[[ SUPPLIED TEXT open ]]


    Ensure there is at least one open window in the room, so as to provide  a fresh air environment for the leeches and leech therapist to work in. Fresh air is closest to their natural environment and leeches will do a better job when they are made to feel comfortable.

    Ensure all windows, curtains and blinds are pulled away from the windows and the room is flooded with natural lighting. Your hirudotherpist cannot work in the dark or artificial lighting conditions, as they will require the maximum amount of natural lighting to accomplish their job and aid the curative functions of the leeches they have brought with them.

    All smells, fragrances and odors of any kind must be absolutely eliminated from the working environment of the leeches. Leeches do not bite when they smell soap, perfume, colon, deodorant, room fresher, shampoo or lotion. It is best to take out all smells from the room, and not take a shower at least 24 hours prior to therapy. Leeches can work with sweaty body but they cannot work with a perfumed body or in an aromatized room.

    Prepare a pack of heavy-duty feminine pads, the kind used by women, when they are on their monthly cycle. Bandages or plasters cannot contain the 10-hour blood oozing that will take place after leech therapy and the draining out of lymphatic fluids. You may also buy a pack of baby swim pants or incontinence pads for the elderly, if you are having more than 10 leeches applied on your skin and you think you might need them. Vaginal leeching inside the vagina will definitely require one of the more heavier types of pads.

    Masking tape is another handy wound dressing item to have, to help you do your own bandaging after the therapy session. Although it is not a requirement for therapy, it will be beneficial to have, because once the hirudotherapist leaves your home, you will be left to dress the leech bite yourself.

    Prepare one or more large old towels  to lay on, during and after leech therapy. Your towel will come in very handy, when your 10-hour post-therapy blood oozing begins, after your hirudotherapist has left. You may even choose to wrap yourself in that towel, to help absorb the oozing blood. Some patients prefer using towels to bandaging materials, especially when they are staying in the house and not planning to out anywhere post-therapy.

[[ SUPPLIED TEXT closed ]]
[[ DATASET ENTRIES open ]]

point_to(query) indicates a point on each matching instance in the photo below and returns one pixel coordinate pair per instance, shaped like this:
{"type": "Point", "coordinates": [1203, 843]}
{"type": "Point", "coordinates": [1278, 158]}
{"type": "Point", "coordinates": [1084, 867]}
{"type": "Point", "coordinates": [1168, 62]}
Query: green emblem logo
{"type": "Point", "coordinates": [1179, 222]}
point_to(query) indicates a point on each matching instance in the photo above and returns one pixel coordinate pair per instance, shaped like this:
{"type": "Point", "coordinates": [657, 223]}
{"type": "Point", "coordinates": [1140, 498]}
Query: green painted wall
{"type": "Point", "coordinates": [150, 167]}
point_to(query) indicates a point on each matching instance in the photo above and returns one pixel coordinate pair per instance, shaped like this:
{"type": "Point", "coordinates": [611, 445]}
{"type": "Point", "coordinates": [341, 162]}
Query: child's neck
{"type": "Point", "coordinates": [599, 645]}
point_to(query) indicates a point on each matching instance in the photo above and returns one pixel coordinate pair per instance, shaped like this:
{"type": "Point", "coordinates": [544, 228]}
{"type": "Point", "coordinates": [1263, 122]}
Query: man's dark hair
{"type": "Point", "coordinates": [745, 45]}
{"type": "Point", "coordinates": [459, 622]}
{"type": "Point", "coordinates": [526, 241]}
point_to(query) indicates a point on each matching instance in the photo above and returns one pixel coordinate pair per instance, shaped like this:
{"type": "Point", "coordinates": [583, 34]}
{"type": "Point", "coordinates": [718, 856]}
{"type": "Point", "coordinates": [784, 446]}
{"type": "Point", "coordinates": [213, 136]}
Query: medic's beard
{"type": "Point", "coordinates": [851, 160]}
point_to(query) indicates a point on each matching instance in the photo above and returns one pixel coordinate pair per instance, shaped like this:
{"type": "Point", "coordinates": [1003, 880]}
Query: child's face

[[ DATASET ENTRIES closed ]]

→ TASK INSTRUCTIONS
A) According to the text on preparing for leech therapy, how long before therapy should a patient avoid taking a shower?
B) Translate this sentence from the text on preparing for leech therapy into Spanish: "Fresh air is closest to their natural environment and leeches will do a better job when they are made to feel comfortable."
These data stand apart from the text on preparing for leech therapy.

→ RESULTS IN ORDER
A) At least 24 hours.

B) El aire fresco es lo más parecido a su entorno natural y las sanguijuelas harán un mejor trabajo cuando se las haga sentir cómodas.